* **Opgaven**
(1) Vertaal uit het fragment over de ingetrokken bijstand deze zin in het Engels: "Bij de aangevallen uitspraak heeft de rechtbank het beroep tegen het bestreden besluit ongegrond verklaard."
(2) Hervat de uitspraak over de intrekking van bijstand wegens verblijf in het buitenland na het laatste getoonde punt, met de tekst van onderdeel 4.3.

Bij besluit van 9 december 2013, na bezwaar gehandhaafd bij besluit van 16 mei 2014 (bestreden besluit), heeft het college de bijstand over de periode van 12 september 2013 tot en met 23 september 2013 herzien (lees: ingetrokken) en de kosten van bijstand over die periode teruggevorderd tot een bedrag van € 502,95. Het college heeft daaraan ten grondslag gelegd dat appellant en zijn echtgenote over die periode geen recht hebben op bijstand omdat zij langer dan de toegestane vier weken verblijf hebben gehouden in het buitenland en het college hierover niet uit eigen beweging en tijdig hebben geïnformeerd.
2. Bij de aangevallen uitspraak heeft de rechtbank het beroep tegen het bestreden besluit ongegrond verklaard.
3. Appellant heeft zich in hoger beroep op de hierna te bespreken gronden tegen de aangevallen uitspraak gekeerd.
4. De Raad komt tot de volgende beoordeling.
De intrekking
4.1.
Ingevolge artikel 13, eerste lid, aanhef en onder e, van de WWB heeft degene die per kalenderjaar langer dan vier weken verblijf houdt buiten Nederland dan wel een aaneengesloten periode van langer dan vier weken verblijf houdt buiten Nederland, geen recht op bijstand.
4.2.
Niet in geschil is dat appellant en zijn echtgenote in het kalenderjaar 2013 de maximale termijn van vier weken als genoemd in 4.1 hebben overschreden en dat zij om die reden gedurende de periode van 12 september 2013 tot en met 23 september 2013 waren uitgesloten van het recht op bijstand.
4.3.

* **Materiaal**

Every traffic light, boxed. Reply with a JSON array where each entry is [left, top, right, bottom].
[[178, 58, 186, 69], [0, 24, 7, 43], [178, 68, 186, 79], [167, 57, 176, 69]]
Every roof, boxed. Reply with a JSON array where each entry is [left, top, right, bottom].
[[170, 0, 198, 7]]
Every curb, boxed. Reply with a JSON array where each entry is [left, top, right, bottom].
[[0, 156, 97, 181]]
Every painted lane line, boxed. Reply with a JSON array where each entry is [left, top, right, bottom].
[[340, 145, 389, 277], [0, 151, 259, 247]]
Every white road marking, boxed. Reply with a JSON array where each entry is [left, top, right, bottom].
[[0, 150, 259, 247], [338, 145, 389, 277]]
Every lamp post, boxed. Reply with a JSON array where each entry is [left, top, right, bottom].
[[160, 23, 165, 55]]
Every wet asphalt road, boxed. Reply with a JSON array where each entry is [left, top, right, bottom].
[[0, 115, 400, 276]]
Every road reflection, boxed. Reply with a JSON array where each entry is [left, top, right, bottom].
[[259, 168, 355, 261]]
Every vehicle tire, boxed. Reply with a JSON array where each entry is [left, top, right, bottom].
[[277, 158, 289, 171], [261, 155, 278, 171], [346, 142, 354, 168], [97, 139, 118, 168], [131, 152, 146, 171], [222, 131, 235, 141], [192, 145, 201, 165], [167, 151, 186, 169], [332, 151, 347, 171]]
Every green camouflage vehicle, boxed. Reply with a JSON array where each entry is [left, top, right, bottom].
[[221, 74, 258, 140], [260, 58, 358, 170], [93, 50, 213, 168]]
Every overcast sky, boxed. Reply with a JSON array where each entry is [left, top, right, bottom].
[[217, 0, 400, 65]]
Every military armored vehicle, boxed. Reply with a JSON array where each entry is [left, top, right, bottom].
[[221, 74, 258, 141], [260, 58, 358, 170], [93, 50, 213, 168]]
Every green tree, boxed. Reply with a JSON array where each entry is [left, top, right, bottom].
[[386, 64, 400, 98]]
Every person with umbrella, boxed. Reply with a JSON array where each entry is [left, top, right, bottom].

* **Eindresultaten**
(1) In the contested judgment, the district court declared the appeal against the contested decision unfounded.

(2)
Ingevolge artikel 16, eerste lid, van de WWB kan in afwijking van artikel 13, eerste lid, aanhef en onder e, van de WWB bijstand worden verleend, indien zeer dringende redenen daartoe noodzaken. Appellant heeft zich daarop beroepen en aangevoerd dat ten onrechte geen dan wel onvoldoende rekening is gehouden met het feit dat zijn echtgenote tijdens het verblijf in het buitenland ziek is geworden en zich aldaar onder behandeling heeft moeten stellen in een ziekenhuis. Zij heeft het advies gekregen om gedurende tien dagen voor controle in Turkije te blijven en haar is uitdrukkelijk afgeraden eerder naar Nederland af te reizen. Voorts heeft appellant betoogd, dat hij door de herziening en de terugvordering van de bijstand is geconfronteerd met het feit dat hij meerdere rekeningen niet tijdig kon betalen. Enkel door hulp van zijn kinderen is het volgens appellant niet tot incassoprocedures gekomen.
4.4.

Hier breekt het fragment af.